▸ What you should do:
In the text on young marriage, condense the paragraph that begins "Many couples put off marriage" into a shorter version that keeps its main facts.
[Begin Reading text]
While young marriage is typically looked down upon in American society, many college students are reaping the benefits of marriage while in school. Despite the fact that these marriages may be labeled as an \"impending failure,\" young marriages produce many benefits that are not always considered. Outlined below are several of the benefits that come from getting married at a young age:

1. Combined income and expenses

Many couples put off marriage because \"it's too expensive.\" While the wedding

ceremony itself may be costly, living together after marriage is not. In fact, couples who marry will find that their expenses may actually decrease from the time they spent

engaged. This is due to combined income, rent, and food items. Instead of having to buy two gallons of milk each week, couples will only have to buy one. They won't need two couches, or two beds, or two sets of dishes. By marrying, couples will find that they are able to get rid of duplicate items which will save them space and provide them with extra cash. They also will not need to continue purchasing double groceries because many items are able to be shared, such as milk (as noted above), eggs, flour, and other baking goods.
[End Reading text]
[Begin Source material]
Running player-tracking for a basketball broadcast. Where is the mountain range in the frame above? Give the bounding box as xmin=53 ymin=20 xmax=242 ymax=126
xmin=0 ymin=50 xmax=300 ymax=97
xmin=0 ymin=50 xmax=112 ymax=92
[End Source material]
▸ Response to the exercise:
Many couples delay marriage because they think it's too expensive. The wedding may be costly, but living together afterward is not. Expenses may even drop compared with the engagement period, because income, rent, and food are combined. A couple needs only one gallon of milk a week instead of two. They also need only one couch, one bed, and one set of dishes. Getting rid of duplicate items saves space and frees up cash. Many groceries can be shared, such as milk, eggs, flour, and other baking goods.